** Opening Page text block **
A general survey of the decorative art of British New Guinea clearly reveals the fact that there are distinct æsthetic schools, if the term may be permitted, in each of which there is a characteristic set of motives and also of forms and technique. The boundaries of these districts are not sharply defined, but, although our knowledge is still imperfect, they can in most cases be traced with sufficient exactitude. I expect that the Papuan Gulf district will be found to extend from the Fly River to Cape Possession (long. 146° 25´ E.), and that the Fly River district proper must be confined to what I have termed its Middle Region, and perhaps the upper reaches of that river as well.
We may then take these five districts for granted. The question now presents itself: What is the meaning of their distinctness? I do not think we have at present sufficient evidence to enable us to do more than make suggestions as to possible causes, and naturally ethnology is first appealed to. Are these differences due to ethnic diversity?
Many of those who have written on the natives of British New Guinea have not sufficiently distinguished between the numerous tribes in our Possession, and they speak in vague terms of the Papuans as if they were all alike. Now this is by no means the case, and before we can gain an adequate comprehension of Papuan ethnography and ethnology we must clearly distinguish between the characteristics of the various tribes, their customs, languages, and handicrafts.
There is still much discussion concerning the limitation of the term Papuan as applied to people, and even whether it should not be dropped altogether, as Professor Sergi suggests. The Italian anthropologist extends the term Melanesian not only to comprise the natives of all the Western Oceanic islands, including New Guinea and the adjacent islands, but also Australia. At present I adhere to what Mr. Ray and myself[10] have considered to be the most convenient course, and to employ the term Papuan for what appear to be the autocthones of New Guinea. By Melanesians we understand the present inhabitants of the great chain of islands off the east of New Guinea, and extending down to New Caledonia. These terms are used to designate peoples, not races; neither are pure races, and at present we are unable to gauge the amount of race mixture in either, or even to state precisely what are their components.
From the boundary of Netherlands New Guinea to Cape Possession on the eastern coast of the Papuan Gulf, and inland from these coasts, the natives are dark, frizzly-haired Papuans; typically they are a dolichocephalic people, and rather short in stature.
The Papuans also occupy the greater part of the south-east peninsula of New Guinea; but along the southern coast-line, almost uninterruptedly from Cape Possession to the farthest island of the Louisiades, is an immigrant Melanesian population, about whom I shall have more to say presently.
I will now enumerate a few facts which will clearly bring out the essential distinction between these two peoples.
We have not at present a sufficient amount of data on the physical characters of the two peoples by skilled observers to enable us to formulate what differences there may be between them. There is no doubt that the Papuans are more uniformly dark than are the Melanesians (I am now referring solely to the Melanesians in British New Guinea), and their hair is as constantly frizzly. Among the Melanesians light-coloured people are constantly met with, as are also individuals with curly and occasionally straight hair. Their skulls exhibit many variations, and are occasionally brachycephalic. Judging from my experience of the Western Papuans, the Papuan men usually sit with their legs crossed under them like a tailor, whereas the Melanesians squat, like a Malay, usually with their haunches just off the ground. I do not know whether this rule holds good for the Papuans of the south-east peninsula.
** Closing Page text block **
** Opening Records supplied block **
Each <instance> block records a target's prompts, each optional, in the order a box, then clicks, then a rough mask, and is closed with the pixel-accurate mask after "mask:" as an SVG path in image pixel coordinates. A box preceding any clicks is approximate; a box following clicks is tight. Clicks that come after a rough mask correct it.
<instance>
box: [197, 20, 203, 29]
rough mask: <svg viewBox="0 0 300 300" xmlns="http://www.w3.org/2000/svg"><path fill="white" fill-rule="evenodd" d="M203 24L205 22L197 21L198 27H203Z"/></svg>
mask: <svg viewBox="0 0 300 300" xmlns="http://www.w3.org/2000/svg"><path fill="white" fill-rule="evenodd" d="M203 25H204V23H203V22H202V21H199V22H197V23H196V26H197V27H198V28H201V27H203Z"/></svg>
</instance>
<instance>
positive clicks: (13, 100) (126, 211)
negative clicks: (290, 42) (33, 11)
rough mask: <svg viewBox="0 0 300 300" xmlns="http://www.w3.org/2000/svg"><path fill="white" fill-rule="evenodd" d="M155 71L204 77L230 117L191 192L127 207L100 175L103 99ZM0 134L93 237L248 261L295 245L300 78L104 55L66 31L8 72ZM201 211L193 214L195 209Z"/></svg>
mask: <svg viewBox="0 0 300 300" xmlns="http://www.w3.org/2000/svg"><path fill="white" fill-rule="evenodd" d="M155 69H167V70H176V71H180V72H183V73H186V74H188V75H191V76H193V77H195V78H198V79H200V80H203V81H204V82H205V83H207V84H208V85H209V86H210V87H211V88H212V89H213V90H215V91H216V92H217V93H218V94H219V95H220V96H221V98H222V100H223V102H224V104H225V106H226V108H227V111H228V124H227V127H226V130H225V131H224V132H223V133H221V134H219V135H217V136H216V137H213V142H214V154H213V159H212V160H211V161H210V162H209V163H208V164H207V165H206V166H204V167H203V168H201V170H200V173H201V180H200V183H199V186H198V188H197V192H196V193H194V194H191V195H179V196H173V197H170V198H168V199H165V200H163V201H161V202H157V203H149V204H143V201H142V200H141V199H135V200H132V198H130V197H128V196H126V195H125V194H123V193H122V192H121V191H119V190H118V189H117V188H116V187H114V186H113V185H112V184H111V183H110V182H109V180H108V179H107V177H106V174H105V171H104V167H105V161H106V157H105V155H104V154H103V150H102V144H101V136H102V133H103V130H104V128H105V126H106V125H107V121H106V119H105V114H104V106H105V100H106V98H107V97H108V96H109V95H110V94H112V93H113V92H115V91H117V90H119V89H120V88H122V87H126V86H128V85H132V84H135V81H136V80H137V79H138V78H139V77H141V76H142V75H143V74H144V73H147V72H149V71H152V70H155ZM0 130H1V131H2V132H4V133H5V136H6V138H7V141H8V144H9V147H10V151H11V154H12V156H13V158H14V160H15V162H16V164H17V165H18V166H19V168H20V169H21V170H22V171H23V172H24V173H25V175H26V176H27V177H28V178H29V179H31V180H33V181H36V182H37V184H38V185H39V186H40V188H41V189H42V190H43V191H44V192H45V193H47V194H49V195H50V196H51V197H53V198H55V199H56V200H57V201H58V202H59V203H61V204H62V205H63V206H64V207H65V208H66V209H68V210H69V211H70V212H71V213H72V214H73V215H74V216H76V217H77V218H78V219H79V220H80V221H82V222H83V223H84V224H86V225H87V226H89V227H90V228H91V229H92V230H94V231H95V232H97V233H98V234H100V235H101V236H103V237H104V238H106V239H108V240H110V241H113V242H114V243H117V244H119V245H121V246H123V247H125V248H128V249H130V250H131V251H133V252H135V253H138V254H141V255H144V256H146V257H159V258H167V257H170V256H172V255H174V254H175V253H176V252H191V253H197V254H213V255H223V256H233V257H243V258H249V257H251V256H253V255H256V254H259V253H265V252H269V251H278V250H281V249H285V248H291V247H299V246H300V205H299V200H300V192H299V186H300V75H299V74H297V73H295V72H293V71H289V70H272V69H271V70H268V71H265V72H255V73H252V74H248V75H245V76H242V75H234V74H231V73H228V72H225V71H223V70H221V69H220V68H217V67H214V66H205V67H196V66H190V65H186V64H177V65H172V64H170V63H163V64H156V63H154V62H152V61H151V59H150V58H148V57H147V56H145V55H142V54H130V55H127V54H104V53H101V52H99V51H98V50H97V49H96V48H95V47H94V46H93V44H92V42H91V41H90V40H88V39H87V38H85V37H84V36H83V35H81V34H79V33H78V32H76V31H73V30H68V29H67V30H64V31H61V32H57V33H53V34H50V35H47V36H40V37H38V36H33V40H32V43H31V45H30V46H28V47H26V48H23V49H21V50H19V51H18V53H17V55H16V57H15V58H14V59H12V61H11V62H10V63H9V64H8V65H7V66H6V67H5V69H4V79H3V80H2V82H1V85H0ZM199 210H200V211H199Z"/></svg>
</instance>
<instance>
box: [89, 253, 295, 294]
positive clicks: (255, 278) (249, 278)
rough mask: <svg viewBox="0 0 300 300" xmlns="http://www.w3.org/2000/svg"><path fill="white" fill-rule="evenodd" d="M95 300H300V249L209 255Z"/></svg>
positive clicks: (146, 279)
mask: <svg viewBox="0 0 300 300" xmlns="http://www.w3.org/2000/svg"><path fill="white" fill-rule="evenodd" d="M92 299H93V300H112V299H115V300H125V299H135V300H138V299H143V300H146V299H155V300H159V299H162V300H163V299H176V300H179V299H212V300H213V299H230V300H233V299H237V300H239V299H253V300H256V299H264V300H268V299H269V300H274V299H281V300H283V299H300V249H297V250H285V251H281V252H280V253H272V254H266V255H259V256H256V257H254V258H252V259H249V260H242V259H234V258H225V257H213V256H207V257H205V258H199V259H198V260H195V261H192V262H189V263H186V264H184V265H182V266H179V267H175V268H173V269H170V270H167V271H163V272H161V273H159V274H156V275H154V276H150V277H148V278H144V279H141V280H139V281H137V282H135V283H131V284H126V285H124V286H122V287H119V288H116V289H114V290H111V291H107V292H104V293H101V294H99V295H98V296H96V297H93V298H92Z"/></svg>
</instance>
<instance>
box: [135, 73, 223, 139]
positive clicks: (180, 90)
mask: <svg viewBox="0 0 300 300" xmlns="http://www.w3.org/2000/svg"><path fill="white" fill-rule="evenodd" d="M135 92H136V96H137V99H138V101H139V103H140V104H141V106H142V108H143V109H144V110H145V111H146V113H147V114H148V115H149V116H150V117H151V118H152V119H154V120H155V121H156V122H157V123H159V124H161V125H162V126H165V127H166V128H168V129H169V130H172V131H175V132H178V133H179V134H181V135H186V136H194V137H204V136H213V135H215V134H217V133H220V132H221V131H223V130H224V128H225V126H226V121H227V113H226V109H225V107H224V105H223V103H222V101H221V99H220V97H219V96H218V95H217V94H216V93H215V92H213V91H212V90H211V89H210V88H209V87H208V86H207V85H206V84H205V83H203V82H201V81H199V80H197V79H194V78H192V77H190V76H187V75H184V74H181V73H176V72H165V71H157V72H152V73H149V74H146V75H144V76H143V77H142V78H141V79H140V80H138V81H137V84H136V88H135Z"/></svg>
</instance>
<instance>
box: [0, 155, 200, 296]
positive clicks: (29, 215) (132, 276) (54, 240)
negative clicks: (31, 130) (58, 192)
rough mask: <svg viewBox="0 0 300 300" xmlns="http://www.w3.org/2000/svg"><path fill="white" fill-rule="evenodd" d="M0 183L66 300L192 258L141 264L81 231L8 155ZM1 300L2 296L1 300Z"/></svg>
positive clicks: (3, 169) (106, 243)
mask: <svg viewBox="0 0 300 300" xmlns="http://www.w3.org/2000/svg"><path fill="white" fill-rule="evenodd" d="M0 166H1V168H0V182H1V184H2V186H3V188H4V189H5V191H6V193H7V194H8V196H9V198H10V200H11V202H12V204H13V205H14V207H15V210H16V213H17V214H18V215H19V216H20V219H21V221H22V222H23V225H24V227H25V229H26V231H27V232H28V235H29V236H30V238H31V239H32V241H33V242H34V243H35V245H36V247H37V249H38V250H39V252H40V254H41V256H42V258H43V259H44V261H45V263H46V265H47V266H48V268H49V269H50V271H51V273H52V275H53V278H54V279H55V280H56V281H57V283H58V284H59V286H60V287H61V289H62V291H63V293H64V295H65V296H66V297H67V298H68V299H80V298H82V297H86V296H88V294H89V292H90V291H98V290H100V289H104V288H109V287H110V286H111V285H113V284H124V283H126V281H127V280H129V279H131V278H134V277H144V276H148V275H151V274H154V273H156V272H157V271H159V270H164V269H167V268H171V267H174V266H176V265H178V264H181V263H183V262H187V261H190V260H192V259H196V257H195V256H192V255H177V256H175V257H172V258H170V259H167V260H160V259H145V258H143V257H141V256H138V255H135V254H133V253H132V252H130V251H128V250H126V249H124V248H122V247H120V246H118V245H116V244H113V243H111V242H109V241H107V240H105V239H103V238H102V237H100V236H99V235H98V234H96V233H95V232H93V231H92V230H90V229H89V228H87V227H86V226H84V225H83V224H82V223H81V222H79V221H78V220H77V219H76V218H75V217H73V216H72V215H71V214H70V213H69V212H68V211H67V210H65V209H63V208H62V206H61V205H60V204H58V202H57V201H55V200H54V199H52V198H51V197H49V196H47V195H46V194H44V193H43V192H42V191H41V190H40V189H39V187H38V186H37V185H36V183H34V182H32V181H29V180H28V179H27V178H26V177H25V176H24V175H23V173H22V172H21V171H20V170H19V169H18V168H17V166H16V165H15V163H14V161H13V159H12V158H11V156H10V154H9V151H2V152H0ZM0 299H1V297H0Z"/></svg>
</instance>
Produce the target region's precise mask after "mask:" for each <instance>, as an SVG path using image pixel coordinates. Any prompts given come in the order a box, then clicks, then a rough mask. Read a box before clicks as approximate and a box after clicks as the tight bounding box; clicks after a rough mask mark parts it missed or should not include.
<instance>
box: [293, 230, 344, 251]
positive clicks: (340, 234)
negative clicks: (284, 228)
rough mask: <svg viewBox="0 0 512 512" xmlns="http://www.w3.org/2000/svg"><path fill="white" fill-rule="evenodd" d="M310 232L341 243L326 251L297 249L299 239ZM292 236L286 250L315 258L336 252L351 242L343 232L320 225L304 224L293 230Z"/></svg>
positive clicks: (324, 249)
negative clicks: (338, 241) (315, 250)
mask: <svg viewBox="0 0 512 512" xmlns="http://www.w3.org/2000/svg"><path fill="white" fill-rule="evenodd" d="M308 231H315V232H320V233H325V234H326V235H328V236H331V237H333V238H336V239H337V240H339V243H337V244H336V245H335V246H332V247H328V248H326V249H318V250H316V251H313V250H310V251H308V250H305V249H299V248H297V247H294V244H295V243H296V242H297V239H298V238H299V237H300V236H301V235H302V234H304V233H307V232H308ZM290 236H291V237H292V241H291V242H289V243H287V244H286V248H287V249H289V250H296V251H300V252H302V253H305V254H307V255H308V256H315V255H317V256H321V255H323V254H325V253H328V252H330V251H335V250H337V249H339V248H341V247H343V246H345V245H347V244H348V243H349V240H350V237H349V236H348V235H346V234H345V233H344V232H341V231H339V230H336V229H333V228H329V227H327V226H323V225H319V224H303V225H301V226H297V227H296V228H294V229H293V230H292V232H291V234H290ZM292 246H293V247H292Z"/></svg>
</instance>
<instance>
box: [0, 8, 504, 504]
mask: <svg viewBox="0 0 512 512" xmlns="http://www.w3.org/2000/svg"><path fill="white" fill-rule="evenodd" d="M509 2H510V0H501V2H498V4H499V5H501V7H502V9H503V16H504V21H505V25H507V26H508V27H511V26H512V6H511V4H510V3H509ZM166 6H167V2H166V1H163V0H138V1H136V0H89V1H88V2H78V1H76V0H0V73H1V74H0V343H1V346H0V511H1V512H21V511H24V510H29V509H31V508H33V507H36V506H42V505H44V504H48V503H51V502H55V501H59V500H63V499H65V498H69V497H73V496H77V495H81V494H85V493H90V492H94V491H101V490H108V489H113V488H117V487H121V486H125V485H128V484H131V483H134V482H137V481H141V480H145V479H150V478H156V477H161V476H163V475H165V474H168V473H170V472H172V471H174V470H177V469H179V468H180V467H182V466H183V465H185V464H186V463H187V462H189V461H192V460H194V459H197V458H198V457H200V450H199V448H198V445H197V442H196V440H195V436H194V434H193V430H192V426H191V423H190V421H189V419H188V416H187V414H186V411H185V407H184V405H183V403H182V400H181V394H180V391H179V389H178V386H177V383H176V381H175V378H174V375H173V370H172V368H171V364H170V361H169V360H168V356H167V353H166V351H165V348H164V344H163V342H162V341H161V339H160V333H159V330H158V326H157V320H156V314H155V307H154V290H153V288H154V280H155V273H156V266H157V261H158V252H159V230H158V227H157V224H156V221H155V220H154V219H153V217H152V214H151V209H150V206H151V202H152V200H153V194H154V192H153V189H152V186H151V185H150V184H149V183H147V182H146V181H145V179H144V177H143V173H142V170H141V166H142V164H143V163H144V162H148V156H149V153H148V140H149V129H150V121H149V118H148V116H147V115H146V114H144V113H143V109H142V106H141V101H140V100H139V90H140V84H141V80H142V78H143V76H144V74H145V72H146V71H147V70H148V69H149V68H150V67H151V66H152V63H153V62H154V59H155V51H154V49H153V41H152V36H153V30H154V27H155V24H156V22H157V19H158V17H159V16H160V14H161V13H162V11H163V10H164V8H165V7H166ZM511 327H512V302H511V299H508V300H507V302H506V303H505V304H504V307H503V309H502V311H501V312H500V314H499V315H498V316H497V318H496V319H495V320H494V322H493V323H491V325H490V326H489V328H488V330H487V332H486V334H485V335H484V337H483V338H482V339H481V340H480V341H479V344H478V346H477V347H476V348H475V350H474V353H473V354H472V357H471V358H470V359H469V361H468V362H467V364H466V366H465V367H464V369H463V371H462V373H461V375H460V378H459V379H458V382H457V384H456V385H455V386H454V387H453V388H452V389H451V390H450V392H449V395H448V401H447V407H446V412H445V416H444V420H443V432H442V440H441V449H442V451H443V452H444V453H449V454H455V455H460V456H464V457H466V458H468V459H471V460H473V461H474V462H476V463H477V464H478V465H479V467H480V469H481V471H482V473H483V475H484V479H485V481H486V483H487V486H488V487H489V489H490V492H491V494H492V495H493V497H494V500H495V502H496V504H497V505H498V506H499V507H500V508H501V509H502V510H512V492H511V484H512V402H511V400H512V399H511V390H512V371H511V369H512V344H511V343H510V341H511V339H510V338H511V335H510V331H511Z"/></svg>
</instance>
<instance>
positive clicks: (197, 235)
** Closing Records supplied block **
* _Exercise requirements_
(a) Decide whether each statement below agrees with the passage on British New Guinea, answering yes or no and quoting the deciding words of that passage: (i) The author expects the Papuan Gulf district to extend from the Fly River to Cape Possession. (ii) Professor Sergi extends the term Melanesian to include Australia. (iii) The author states that the Papuans of the south-east peninsula sit with their legs crossed under them.
(b) Reproduce the passage on British New Guinea between "The Papuans also" and "to say presently.", inclusive.

* _Task answers_
(a)
(i) Yes: "I expect that the Papuan Gulf district will be found to extend from the Fly River to Cape Possession"
(ii) Yes: "The Italian anthropologist extends the term Melanesian not only to comprise the natives of all the Western Oceanic islands, including New Guinea and the adjacent islands, but also Australia."
(iii) No: "I do not know whether this rule holds good for the Papuans of the south-east peninsula."

(b)
The Papuans also occupy the greater part of the south-east peninsula of New Guinea; but along the southern coast-line, almost uninterruptedly from Cape Possession to the farthest island of the Louisiades, is an immigrant Melanesian population, about whom I shall have more to say presently.